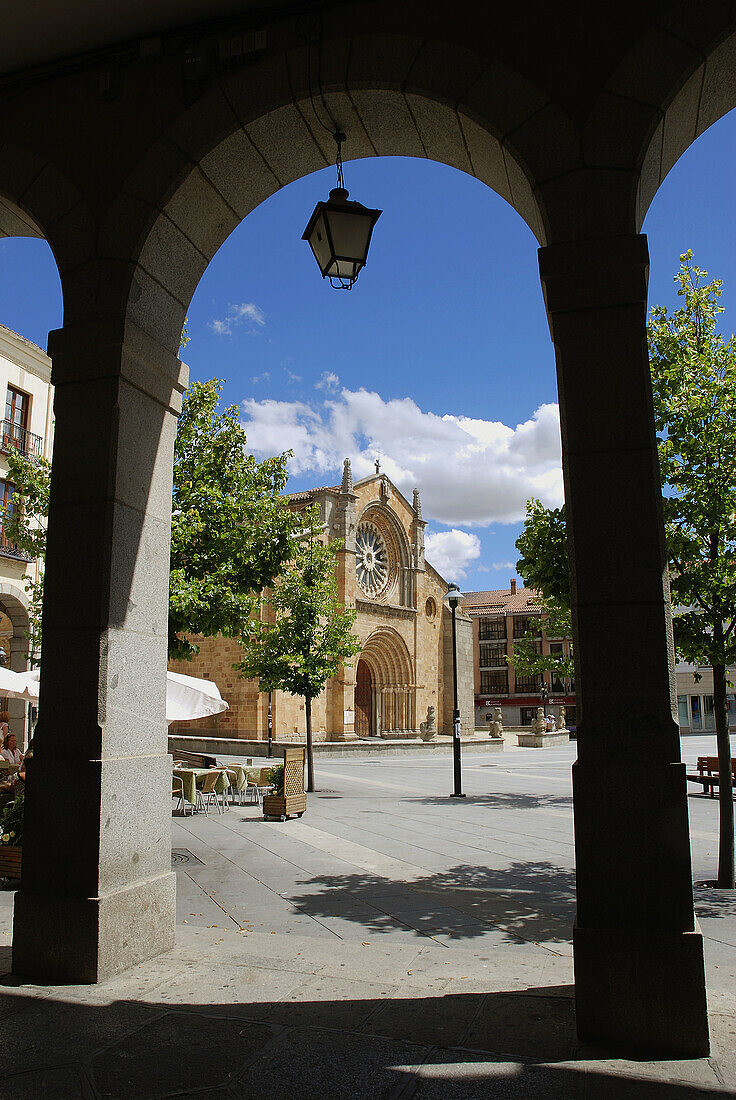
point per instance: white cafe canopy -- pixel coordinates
(187, 697)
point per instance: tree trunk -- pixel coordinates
(725, 781)
(310, 755)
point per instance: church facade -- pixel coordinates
(405, 664)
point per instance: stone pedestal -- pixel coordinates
(533, 740)
(98, 893)
(638, 957)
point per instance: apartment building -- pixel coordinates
(500, 617)
(26, 427)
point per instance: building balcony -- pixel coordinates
(15, 438)
(9, 549)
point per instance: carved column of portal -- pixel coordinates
(639, 977)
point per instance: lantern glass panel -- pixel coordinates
(319, 243)
(351, 234)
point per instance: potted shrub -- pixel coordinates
(11, 838)
(287, 779)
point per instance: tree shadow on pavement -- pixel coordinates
(508, 800)
(456, 1046)
(531, 900)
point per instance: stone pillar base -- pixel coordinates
(641, 990)
(80, 942)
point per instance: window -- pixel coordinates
(493, 653)
(17, 408)
(683, 717)
(492, 628)
(492, 682)
(15, 432)
(524, 624)
(710, 712)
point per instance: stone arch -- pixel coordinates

[PROBLEM TO SOLVE]
Please render every line of the rows above as a JSON list of strings, one string per line, leaving out blank lines and the pictures.

[ANSWER IN FULL]
[
  "point per instance: white cafe canopy -- pixel coordinates",
  "(187, 697)",
  "point per instance: tree trunk -- pixel coordinates",
  "(725, 781)",
  "(310, 755)",
  "point per instance: church facade -- pixel coordinates",
  "(405, 664)",
  "point per instance: stone pedestal -- pixel coordinates",
  "(533, 740)",
  "(98, 893)",
  "(638, 957)",
  "point per instance: apartment building -- pixel coordinates",
  "(500, 617)",
  "(26, 427)",
  "point per instance: building balcony -- pixel coordinates",
  "(15, 438)",
  "(9, 549)",
  "point per instance: carved column of portal -- pixel coordinates",
  "(639, 977)",
  "point per instance: lantern glass panel -- pixel coordinates",
  "(319, 243)",
  "(351, 234)",
  "point per instance: potted shrub -- pixel coordinates",
  "(11, 838)",
  "(287, 779)",
  "point per instance: tree shadow on pavement -- pixel coordinates",
  "(508, 800)",
  "(456, 1046)",
  "(531, 900)",
  "point per instance: stone pillar base -- pixel coordinates",
  "(641, 990)",
  "(80, 942)",
  "point per instance: window -- pixel coordinates",
  "(493, 653)",
  "(17, 408)",
  "(683, 717)",
  "(492, 628)",
  "(492, 682)",
  "(15, 432)",
  "(524, 624)",
  "(710, 712)",
  "point per instance: stone arch -- pixel coordinates"
]